» **ЗАДАЧА A**
Подсчитайте, сколько строк листинга содержат слово «instance», и укажите только число.

----

Вышел новый фильм Ивана Вырыпаева "Спасение" – о путешествии католической монахини в Тибет. Я встретилась с драматургом и режиссером в театре "Практика", которым он руководит, и поговорила о католицизме, православии и буддизме, а также о противоречиях в современной России.
– Прежде вы интересовались темными сторонами человеческой души. И вдруг – "Спасение".
– Как писатель я интересуюсь разными сторонами человеческой души. И темными тоже.
– То есть, все нормально, за вас можно не волноваться.
– Мне нравится жесткость. Я люблю фильмы Тарантино или Родригеса. Обаятельно и смешно. У меня тоже были жестокие пьесы. Разные были периоды.
– "Спасение" – такой период?
– Нет, такое произведение. Я просто сочиняю произведения. На разные темы. "Спасение" – про людей, которые идут по духовному пути. Там затрагиваются специфические вещи, малопонятные, может быть, широкому зрителю, но понятные тем, к кому они обращены. То есть фильм адресован определенным людям. Он не для массового зрителя.
– Героиня – католическая монахиня, которая едет в Тибет – чем вас заинтересовала?

----

» **ЗАДАЧА B**
О чем, согласно учебному тексту, новый фильм Ивана Вырыпаева «Спасение»?

----

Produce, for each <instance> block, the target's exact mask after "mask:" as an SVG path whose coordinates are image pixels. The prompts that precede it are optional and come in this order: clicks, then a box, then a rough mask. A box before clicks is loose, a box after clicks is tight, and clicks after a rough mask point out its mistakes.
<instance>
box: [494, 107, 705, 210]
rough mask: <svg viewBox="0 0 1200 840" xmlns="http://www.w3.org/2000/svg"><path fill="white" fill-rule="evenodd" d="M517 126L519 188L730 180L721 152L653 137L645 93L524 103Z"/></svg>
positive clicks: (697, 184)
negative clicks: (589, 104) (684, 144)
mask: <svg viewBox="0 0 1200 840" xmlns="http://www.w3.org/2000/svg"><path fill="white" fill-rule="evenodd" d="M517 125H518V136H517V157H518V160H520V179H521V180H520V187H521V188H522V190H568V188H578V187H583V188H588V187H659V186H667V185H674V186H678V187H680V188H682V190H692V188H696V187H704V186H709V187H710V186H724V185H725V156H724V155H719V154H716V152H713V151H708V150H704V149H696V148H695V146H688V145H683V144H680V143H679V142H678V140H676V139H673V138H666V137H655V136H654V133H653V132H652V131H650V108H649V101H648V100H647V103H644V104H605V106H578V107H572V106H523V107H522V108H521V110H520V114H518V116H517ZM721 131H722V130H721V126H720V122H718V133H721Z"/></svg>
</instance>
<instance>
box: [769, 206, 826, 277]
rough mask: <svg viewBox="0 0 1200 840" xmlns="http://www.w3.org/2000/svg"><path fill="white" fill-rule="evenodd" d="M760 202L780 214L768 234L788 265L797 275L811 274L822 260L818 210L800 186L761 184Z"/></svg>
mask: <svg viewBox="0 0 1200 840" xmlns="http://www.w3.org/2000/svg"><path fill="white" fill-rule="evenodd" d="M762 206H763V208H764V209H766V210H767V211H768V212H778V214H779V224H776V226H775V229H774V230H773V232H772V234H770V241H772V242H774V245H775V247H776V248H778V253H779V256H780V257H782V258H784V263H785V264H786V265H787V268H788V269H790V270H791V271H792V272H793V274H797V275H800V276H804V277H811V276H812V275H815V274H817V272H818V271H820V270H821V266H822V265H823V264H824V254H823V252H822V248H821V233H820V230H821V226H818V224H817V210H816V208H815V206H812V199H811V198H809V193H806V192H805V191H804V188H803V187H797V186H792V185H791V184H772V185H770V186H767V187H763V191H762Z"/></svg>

----

» **ОТВЕТ A**
4

» **ОТВЕТ B**
О путешествии католической монахини в Тибет.